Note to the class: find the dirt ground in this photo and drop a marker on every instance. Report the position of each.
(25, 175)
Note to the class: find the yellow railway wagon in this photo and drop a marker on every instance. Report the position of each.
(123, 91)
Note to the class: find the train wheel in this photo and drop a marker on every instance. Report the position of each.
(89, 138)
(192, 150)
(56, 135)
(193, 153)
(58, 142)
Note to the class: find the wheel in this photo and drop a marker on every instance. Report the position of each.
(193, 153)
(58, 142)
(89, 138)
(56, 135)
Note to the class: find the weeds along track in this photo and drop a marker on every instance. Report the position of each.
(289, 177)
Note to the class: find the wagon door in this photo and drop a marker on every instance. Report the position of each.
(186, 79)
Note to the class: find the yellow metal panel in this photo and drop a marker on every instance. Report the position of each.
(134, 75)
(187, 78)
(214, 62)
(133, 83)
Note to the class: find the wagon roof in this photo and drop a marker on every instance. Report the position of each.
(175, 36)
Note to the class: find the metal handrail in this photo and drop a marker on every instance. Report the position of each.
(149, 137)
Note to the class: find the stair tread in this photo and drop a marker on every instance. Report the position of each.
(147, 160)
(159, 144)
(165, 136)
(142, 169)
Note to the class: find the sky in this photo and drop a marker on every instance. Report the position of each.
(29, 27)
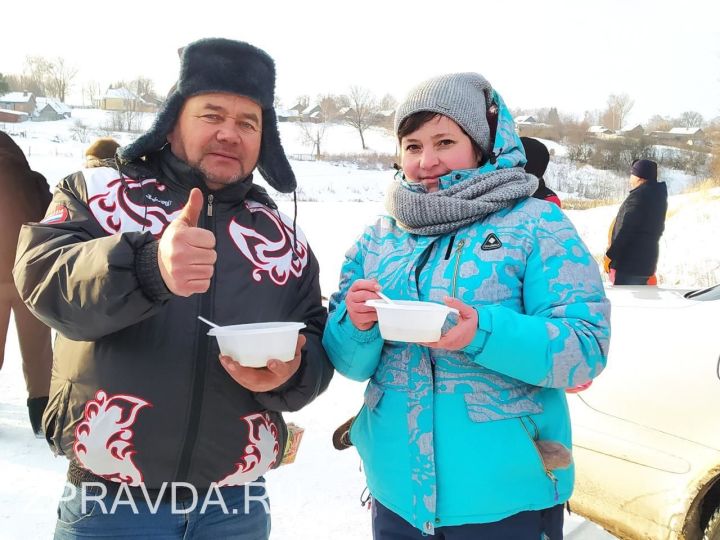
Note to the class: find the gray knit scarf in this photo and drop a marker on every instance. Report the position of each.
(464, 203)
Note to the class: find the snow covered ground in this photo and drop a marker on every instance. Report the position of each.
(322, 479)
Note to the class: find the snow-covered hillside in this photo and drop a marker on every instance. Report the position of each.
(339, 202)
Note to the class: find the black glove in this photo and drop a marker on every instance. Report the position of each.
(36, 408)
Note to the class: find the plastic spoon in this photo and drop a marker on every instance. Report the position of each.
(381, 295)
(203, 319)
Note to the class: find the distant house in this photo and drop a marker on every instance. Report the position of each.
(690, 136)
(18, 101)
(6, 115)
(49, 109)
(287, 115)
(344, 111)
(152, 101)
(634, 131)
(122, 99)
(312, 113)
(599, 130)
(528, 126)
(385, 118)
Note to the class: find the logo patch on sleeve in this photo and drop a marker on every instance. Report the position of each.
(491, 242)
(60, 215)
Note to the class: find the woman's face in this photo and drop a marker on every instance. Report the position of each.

———

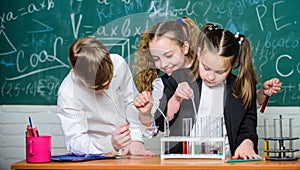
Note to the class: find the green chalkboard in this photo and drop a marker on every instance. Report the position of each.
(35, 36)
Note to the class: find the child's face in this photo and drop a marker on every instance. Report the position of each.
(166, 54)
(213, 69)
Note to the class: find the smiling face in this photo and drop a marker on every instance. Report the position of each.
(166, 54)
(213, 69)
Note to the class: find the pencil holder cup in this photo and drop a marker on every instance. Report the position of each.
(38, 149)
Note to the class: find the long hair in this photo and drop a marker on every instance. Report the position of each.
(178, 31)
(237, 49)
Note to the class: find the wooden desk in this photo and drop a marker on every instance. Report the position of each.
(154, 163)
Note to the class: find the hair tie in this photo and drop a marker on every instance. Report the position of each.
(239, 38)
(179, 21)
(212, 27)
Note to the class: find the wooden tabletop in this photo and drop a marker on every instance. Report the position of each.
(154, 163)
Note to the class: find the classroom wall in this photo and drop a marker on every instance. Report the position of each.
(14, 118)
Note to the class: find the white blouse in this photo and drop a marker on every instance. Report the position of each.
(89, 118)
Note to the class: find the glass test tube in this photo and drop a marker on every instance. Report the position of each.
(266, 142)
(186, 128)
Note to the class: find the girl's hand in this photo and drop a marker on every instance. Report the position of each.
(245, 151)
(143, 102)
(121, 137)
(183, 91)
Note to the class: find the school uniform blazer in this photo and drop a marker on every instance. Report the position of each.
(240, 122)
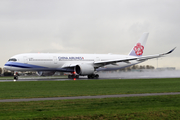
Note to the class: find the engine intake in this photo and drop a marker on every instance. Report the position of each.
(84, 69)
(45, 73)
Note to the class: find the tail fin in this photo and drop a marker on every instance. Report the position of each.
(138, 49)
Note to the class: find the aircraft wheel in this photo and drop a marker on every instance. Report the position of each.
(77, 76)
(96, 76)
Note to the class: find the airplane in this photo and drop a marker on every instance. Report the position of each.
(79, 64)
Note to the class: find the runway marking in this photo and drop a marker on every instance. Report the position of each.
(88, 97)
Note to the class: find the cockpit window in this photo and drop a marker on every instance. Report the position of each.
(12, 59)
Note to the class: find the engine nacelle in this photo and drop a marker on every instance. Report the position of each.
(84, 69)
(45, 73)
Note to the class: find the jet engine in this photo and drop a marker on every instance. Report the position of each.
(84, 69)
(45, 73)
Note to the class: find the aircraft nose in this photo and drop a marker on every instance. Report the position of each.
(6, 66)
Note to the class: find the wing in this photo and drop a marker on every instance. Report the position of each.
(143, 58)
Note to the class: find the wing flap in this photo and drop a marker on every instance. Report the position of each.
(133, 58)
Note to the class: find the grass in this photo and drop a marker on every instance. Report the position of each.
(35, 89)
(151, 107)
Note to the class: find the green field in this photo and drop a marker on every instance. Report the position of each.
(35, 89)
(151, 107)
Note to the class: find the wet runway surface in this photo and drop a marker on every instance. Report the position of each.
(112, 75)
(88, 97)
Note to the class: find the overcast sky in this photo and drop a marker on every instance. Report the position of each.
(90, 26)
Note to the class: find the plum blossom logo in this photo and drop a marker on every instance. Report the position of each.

———

What you are asked to do: Give back, word for word, only the lines above from the line holding "Note to the class: find the wing flap" to the line holding "Note to the class: find the plum", both included.

Output of the task:
Note to the class: find the wing flap in this photo and drop a marker on every instance. Report the position of each.
(133, 58)
Note to the class: find the grass in this photo and drop a marker on every instance. Report the position of each.
(35, 89)
(151, 107)
Note to the class: find the green field in this photo and drop a marker on every instance. Report the position of each.
(35, 89)
(151, 107)
Note to the class: find the wet runway surface in this photo and drop a marker on every instance. Report the position of each.
(112, 75)
(88, 97)
Note to the class: find the overcast sky in this photo and drop a marker on every instance. Report the position of each.
(90, 26)
Note to the class: find the plum blossom logo in this photo and drop a marker on every instance. Report the position of each.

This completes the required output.